### Excerpt provided:
Joshua Khoo’s dream of bringing low-cost fine dining to a wider audience has taken many turns, but he’s stuck to it.
All he wanted was for more people to be able to eat beautifully plated foie gras without paying an arm or a leg for it.
But to get there, Joshua Khoo had to quit his polytechnic course, and work in fast-food joints and fine-dining establishments to gain experience. He took a two-year culinary-arts course at Shatec, and even pulled 18-hour unpaid shifts at a fusion restaurant in Australia.
He never lost sight of his goal, eventually opening budget French eatery Saveur with his Shatec coursemate Dylan Ong. It was a success, expanding to four branches in as many years.
Now he’s on to his latest venture, whipping up clam pasta and prawn-and-chorizo rice at a hawker stall at Amoy Street Food Centre, reaching new customers at an even lower price point.
It’s a surprising move, some might feel, but Joshua wants to keep his ear to the ground. “My priority is to meet the needs of the people,” he says. “A hawker stall will help me understand the market better.”
A Dream Begins
It began, 14 years ago, with the realisation that engineering informatics was simply not for him.
“It was that my parents wanted me to do,” he says, but by his second year in polytechnic he was struggling so hard that he questioned the point of it all. He quit his studies without informing his parents, and waited tables at a seafood restaurant.
Later, while the serving in the army, a friend encouraged him to enrol in Shatec to pursue his nascent interest in cooking. At the time, Joshua’s main motivation in the kitchen was to impress girls. But his course at the hospitality school, which involved a year-long attachment at Raffles Hotel, opened his eyes and broadened his ambitions.

### Data under study:
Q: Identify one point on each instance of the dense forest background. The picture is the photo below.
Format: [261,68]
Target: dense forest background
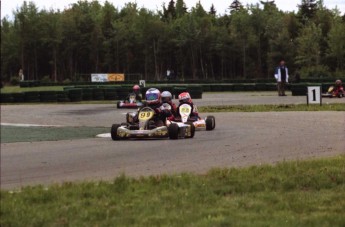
[196,43]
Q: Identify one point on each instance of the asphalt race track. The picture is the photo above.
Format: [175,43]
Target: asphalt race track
[240,139]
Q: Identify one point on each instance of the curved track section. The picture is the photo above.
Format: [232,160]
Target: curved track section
[240,139]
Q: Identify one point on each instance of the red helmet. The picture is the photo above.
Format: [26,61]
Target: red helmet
[153,96]
[185,97]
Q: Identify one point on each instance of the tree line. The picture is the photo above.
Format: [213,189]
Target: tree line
[196,43]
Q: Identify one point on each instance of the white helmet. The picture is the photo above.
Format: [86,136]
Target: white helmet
[153,96]
[166,96]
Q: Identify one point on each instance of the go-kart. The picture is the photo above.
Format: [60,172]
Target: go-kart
[131,103]
[146,128]
[208,123]
[332,92]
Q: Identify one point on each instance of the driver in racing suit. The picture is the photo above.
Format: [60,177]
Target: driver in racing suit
[339,89]
[153,100]
[184,98]
[136,92]
[166,97]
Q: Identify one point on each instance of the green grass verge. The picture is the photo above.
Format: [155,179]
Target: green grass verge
[17,89]
[11,134]
[273,108]
[297,193]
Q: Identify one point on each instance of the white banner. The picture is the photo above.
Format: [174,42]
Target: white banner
[314,95]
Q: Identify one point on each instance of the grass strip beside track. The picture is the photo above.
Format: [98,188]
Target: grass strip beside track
[296,193]
[11,134]
[273,108]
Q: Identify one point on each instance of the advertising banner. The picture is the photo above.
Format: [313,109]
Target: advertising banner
[101,77]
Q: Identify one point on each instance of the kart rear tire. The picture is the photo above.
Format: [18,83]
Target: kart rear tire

### Required action:
Reproduce the full article about Joshua Khoo's path to opening low-cost French eateries, word for word, keeping every paragraph and heading in its original order.

### The answer:
Joshua Khoo’s dream of bringing low-cost fine dining to a wider audience has taken many turns, but he’s stuck to it.
All he wanted was for more people to be able to eat beautifully plated foie gras without paying an arm or a leg for it.
But to get there, Joshua Khoo had to quit his polytechnic course, and work in fast-food joints and fine-dining establishments to gain experience. He took a two-year culinary-arts course at Shatec, and even pulled 18-hour unpaid shifts at a fusion restaurant in Australia.
He never lost sight of his goal, eventually opening budget French eatery Saveur with his Shatec coursemate Dylan Ong. It was a success, expanding to four branches in as many years.
Now he’s on to his latest venture, whipping up clam pasta and prawn-and-chorizo rice at a hawker stall at Amoy Street Food Centre, reaching new customers at an even lower price point.
It’s a surprising move, some might feel, but Joshua wants to keep his ear to the ground. “My priority is to meet the needs of the people,” he says. “A hawker stall will help me understand the market better.”
A Dream Begins
It began, 14 years ago, with the realisation that engineering informatics was simply not for him.
“It was that my parents wanted me to do,” he says, but by his second year in polytechnic he was struggling so hard that he questioned the point of it all. He quit his studies without informing his parents, and waited tables at a seafood restaurant.
Later, while the serving in the army, a friend encouraged him to enrol in Shatec to pursue his nascent interest in cooking. At the time, Joshua’s main motivation in the kitchen was to impress girls. But his course at the hospitality school, which involved a year-long attachment at Raffles Hotel, opened his eyes and broadened his ambitions.